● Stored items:
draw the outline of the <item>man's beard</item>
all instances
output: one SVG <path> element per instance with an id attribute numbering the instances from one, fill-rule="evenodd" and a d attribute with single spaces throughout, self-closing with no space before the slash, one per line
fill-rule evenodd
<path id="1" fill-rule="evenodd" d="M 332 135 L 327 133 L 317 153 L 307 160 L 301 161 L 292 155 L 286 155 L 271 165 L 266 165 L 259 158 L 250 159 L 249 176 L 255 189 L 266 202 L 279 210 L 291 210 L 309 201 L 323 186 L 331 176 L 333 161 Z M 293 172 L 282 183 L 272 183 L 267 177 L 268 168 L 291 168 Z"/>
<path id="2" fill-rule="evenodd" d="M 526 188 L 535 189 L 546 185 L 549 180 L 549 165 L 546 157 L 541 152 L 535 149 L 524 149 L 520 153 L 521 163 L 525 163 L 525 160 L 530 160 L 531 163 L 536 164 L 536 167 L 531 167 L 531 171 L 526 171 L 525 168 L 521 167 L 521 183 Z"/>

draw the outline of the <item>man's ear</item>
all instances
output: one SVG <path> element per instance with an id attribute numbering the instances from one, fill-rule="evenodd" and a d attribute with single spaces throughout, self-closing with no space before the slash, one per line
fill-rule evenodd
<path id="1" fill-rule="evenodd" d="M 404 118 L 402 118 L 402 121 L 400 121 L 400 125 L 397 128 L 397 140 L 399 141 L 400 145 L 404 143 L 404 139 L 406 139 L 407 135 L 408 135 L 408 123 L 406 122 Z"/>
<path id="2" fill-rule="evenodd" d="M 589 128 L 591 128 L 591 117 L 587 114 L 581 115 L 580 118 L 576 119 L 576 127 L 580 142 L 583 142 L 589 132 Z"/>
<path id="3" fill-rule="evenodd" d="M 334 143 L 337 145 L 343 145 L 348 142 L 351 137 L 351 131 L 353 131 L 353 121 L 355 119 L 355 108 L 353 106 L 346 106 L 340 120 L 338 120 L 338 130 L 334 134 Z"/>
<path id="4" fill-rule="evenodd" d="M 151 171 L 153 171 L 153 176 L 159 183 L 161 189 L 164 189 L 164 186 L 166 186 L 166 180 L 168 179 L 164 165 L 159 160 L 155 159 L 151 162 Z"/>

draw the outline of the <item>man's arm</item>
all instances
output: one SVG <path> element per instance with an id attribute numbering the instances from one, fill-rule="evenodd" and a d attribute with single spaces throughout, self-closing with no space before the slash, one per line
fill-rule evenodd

--

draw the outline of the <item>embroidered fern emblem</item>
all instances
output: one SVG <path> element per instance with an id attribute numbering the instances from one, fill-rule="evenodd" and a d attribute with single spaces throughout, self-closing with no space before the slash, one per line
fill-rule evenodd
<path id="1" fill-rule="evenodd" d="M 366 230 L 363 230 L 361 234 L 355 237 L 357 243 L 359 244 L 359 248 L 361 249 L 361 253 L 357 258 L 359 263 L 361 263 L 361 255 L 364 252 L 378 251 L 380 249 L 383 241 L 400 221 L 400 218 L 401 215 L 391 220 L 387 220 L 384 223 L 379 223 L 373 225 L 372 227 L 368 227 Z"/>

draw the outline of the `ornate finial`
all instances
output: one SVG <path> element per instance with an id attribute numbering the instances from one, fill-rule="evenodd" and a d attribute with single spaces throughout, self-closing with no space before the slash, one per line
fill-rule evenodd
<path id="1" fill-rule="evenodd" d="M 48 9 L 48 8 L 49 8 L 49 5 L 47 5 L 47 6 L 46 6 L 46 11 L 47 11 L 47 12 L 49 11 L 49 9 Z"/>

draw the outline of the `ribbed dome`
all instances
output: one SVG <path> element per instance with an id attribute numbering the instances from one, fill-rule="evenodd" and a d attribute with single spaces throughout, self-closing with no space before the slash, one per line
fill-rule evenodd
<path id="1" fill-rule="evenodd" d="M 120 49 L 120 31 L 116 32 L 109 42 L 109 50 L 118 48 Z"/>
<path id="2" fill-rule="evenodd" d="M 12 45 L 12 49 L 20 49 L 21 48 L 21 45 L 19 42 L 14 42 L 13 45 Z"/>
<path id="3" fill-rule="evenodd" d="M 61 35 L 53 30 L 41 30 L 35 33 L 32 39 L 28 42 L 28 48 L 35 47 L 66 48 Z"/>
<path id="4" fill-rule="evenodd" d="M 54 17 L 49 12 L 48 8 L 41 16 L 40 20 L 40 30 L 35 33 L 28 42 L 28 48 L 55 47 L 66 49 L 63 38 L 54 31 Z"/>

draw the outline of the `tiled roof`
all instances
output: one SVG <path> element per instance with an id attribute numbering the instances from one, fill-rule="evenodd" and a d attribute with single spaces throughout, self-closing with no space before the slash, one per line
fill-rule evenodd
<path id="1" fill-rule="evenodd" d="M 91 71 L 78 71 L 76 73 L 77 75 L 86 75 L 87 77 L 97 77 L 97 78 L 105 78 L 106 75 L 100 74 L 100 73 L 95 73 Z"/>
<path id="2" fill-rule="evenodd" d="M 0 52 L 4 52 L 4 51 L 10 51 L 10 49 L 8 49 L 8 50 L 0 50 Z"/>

● PROBLEM DETAILS: Among the lines above, return each one holding the string "outline".

● OUTPUT OF THE EXERCISE:
draw the outline of the <item>man's beard</item>
draw the outline of the <item>man's ear</item>
draw the outline of the <item>man's arm</item>
draw the outline of the <item>embroidered fern emblem</item>
draw the outline of the `ornate finial`
draw the outline of the `ribbed dome`
draw the outline of the `tiled roof`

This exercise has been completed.